> [READING TEXT]
Bug 1872786

Summary: Rules in kube-apiserver.rules are taking too long and consuming too much memory for Prometheus to evaluate them
Product: OpenShift Container Platform Reporter: German Parente <gparente>
Component: MonitoringAssignee: Damien Grisonnet <dgrisonn>
Status: CLOSED ERRATA QA Contact: Junqi Zhao <juzhao>
Severity: medium Docs Contact:
Priority: high    
Version: 4.5CC: achakrat, adeshpan, a.grimmeissen, aivaraslaimikis, akhaire, alegrand, anpicker, cblecker, christopher.obrien, dgrisonn, erooth, jnordell, kakkoyun, ksathe, lcosic, mbargenq, mf.flip, michele.sandro.emma, mrobson, ocasalsa, pkhaire, pkrupa, rabdulra, rpalathi, sagopina, spasquie, sreber, surbania, wking
Target Milestone: ---Keywords: ServiceDeliveryBlocker
Target Release: 4.7.0   
Hardware: Unspecified   
OS: Unspecified   
Whiteboard:
Fixed In Version: Doc Type: No Doc Update
Doc Text:
Story Points: ---
Clone Of: Environment:
Last Closed: 2021-02-24 15:16:22 UTC Type: Bug
Regression: --- Mount Type: ---
Documentation: --- CRM:
Verified Versions: Category: ---
oVirt Team: --- RHEL 7.3 requirements from Atomic Host:
Cloudforms Team: --- Target Upstream Version:
Embargoed:
Bug Depends On:    
Bug Blocks: 1905903    

Description German Parente 2020-08-26 15:45:44 UTC
Description of problem:

the rule:
==========================================
    - interval: 3m
      name: kube-apiserver-availability.rules
      rules:
      - expr: |
          1 - (
            (
              # write too slow
              sum(increase(apiserver_request_duration_seconds_count{verb=~"POST|PUT|PATCH|DELETE"}[30d]))
              -
              sum(increase(apiserver_request_duration_seconds_bucket{verb=~"POST|PUT|PATCH|DELETE",le="1"}[30d]))
            ) +
            (
              # read too slow
              sum(increase(apiserver_request_duration_seconds_count{verb=~"LIST|GET"}[30d]))
              -
              (
                sum(increase(apiserver_request_duration_seconds_bucket{verb=~"LIST|GET",scope=~"resource|",le="0.1"}[30d])) +
                sum(increase(apiserver_request_duration_seconds_bucket{verb=~"LIST|GET",scope="namespace",le="0.5"}[30d])) +
                sum(increase(apiserver_request_duration_seconds_bucket{verb=~"LIST|GET",scope="cluster",le="5"}[30d]))
              )
            ) +
            # errors
            sum(code:apiserver_request_total:increase30d{code=~"5.."} or vector(0))
          )
          /
          sum(code:apiserver_request_total:increase30d)
        labels:
          verb: all
        record: apiserver_request:availability30d
===========================================

is getting too much info sincethe query corresponds to 30 days.
Customer is having this error message all the time:

"query processing would load too many samples into memory in query execution"

> [JOB 1] In the bug report about the kube-apiserver rules, what error message does the customer keep getting?
> [JOB 2] Continue the bug report about the kube-apiserver rules from the point where it stops.
You will not need the records.

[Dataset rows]
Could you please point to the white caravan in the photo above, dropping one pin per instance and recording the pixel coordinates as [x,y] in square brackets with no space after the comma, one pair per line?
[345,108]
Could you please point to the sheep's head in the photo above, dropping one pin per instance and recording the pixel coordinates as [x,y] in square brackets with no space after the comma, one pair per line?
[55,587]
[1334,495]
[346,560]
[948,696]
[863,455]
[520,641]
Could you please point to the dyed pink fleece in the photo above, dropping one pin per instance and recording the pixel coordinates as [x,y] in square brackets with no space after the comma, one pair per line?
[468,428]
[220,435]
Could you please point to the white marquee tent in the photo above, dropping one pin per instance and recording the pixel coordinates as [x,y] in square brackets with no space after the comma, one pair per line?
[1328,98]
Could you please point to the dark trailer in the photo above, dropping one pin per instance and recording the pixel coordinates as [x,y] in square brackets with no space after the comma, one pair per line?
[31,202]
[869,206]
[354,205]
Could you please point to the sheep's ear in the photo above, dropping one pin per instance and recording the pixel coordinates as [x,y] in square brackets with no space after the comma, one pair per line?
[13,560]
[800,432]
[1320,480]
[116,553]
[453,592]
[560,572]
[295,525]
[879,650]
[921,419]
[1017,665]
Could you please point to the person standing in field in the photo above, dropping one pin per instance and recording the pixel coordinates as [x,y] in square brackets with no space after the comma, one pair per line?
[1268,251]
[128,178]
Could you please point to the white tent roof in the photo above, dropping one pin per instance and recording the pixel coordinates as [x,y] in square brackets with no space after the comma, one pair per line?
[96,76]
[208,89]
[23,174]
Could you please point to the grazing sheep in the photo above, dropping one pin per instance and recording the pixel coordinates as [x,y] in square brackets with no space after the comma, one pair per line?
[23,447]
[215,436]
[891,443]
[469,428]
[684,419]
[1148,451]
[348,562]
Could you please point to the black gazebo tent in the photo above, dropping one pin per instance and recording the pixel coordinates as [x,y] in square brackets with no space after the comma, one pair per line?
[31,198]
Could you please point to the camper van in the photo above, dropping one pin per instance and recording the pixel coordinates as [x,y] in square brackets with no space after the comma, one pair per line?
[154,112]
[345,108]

> [EXERCISE RESULT 1] "query processing would load too many samples into memory in query execution"

> [EXERCISE RESULT 2]
This has been mentioned already upstream here:

https://github.com/prometheus/prometheus/issues/7281

and here:

https://github.com/kubernetes-monitoring/kubernetes-mixin/issues/411

The current limit is 500m set by query.max-samples.

This cannot be changed in openshift (managed by operator) but what we probably need to change is the rule have this query done not including the latest 30days.

Comment 4 Sergiusz Urbaniak 2020-09-30 08:51:39 UTC
reassigning to Damien

Comment 5 Sergiusz Urbaniak 2020-10-02 13:28:55 UTC
No capacity to work on this currently.

Comment 7 Simon Pasquier 2020-10-15 07:49:05 UTC
*** Bug 1888549 has been marked as a duplicate of this bug. ***

Comment 17 Damien Grisonnet 2020-11-13 17:02:40 UTC
This issue will continue to be worked on during the upcoming sprint (193).

Comment 18 Damien Grisonnet 2020-11-16 09:13:59 UTC
This issue will continue to be addressed in the upcoming sprint (193). The upstream PR is opened, but we still need to follow-up on some technical discussions.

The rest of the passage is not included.